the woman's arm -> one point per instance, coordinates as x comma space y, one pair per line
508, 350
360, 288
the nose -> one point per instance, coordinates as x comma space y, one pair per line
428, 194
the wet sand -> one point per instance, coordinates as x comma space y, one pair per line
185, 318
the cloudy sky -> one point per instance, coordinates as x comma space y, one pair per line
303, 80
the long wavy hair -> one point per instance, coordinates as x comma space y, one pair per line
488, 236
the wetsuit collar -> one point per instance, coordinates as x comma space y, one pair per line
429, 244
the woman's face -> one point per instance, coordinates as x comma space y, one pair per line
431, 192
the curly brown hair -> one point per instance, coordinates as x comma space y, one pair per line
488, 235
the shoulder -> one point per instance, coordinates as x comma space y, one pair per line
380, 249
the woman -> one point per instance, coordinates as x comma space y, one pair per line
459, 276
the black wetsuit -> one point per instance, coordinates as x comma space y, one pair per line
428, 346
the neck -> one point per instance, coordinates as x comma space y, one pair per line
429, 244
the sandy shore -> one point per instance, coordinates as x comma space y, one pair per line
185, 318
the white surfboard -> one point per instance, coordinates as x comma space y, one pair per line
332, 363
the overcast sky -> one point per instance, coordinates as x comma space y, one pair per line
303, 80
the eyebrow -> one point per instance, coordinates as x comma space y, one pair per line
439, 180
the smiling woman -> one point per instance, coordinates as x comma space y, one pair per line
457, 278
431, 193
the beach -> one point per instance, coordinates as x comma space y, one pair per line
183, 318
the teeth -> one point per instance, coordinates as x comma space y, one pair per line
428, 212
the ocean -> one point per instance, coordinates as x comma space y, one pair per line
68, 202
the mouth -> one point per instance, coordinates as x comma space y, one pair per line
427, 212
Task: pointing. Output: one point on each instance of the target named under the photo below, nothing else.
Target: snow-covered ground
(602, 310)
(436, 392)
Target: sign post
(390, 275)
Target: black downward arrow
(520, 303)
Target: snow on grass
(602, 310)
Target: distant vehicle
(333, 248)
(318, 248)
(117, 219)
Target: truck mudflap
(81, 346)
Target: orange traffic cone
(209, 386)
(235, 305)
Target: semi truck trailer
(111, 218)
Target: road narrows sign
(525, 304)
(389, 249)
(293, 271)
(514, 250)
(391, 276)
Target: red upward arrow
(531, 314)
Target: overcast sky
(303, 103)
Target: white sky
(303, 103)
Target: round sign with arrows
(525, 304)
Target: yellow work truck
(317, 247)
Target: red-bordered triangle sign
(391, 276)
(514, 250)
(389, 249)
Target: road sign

Problem to work on —
Give all of the lines above again, exactly as they are.

Your response —
the woman's arm -> one point per instance, coordinates as x comma space y, one pair per line
508, 350
360, 288
the nose -> one point per instance, coordinates as x comma space y, one pair per line
428, 194
the wet sand -> one point per instance, coordinates as x comma space y, one pair per line
185, 318
the cloudy sky -> one point per instance, coordinates as x comma space y, one pair per line
303, 80
the long wavy hair -> one point per instance, coordinates as x comma space y, one pair per line
488, 236
the wetsuit collar -> one point per instance, coordinates as x comma space y, one pair per line
429, 244
the woman's face -> one point per instance, coordinates as x comma space y, one pair per line
431, 192
the curly brown hair -> one point per instance, coordinates as x comma space y, one pair per line
488, 235
the shoulder -> one point per instance, coordinates as x comma space y, one pair per line
380, 249
the woman -> one point per instance, coordinates as x comma space y, one pair per line
459, 276
the black wetsuit -> one point per instance, coordinates as x comma space y, one pair per line
428, 346
the neck -> one point per instance, coordinates as x comma space y, one pair per line
429, 244
the sandy shore -> one point per instance, coordinates as x comma space y, one pair per line
185, 318
the white surfboard -> one point per instance, coordinates as x comma space y, one pair per line
332, 363
the overcast sky -> one point per instance, coordinates as x comma space y, one pair per line
303, 80
the eyebrow -> one point per instance, coordinates as x comma space y, one pair per line
439, 180
the smiling woman -> one point per instance, coordinates as x comma space y, one pair per line
457, 278
431, 193
the beach -> one point per instance, coordinates as x comma space y, one pair per line
183, 318
the teeth -> one point per instance, coordinates as x comma space y, one pair per line
428, 212
the ocean -> one point per instance, coordinates as x comma space y, one pair per line
68, 202
the mouth -> one point per instance, coordinates as x comma space y, one pair per line
427, 212
Task: pointing. Output: one point on each instance of the target named under the photo below, nothing else.
Target: snow-covered ground
(602, 310)
(436, 392)
Target: sign post
(390, 275)
Target: black downward arrow
(520, 303)
Target: snow on grass
(602, 310)
Target: distant vehicle
(333, 248)
(318, 248)
(117, 219)
Target: truck mudflap
(81, 346)
Target: orange traffic cone
(209, 386)
(235, 305)
Target: semi truck trailer
(111, 218)
Target: road narrows sign
(525, 304)
(389, 249)
(293, 271)
(514, 250)
(391, 276)
Target: red upward arrow
(531, 314)
Target: overcast sky
(303, 103)
Target: white sky
(303, 103)
Target: round sign with arrows
(525, 304)
Target: yellow work truck
(317, 247)
Target: red-bordered triangle sign
(391, 276)
(514, 250)
(389, 249)
Target: road sign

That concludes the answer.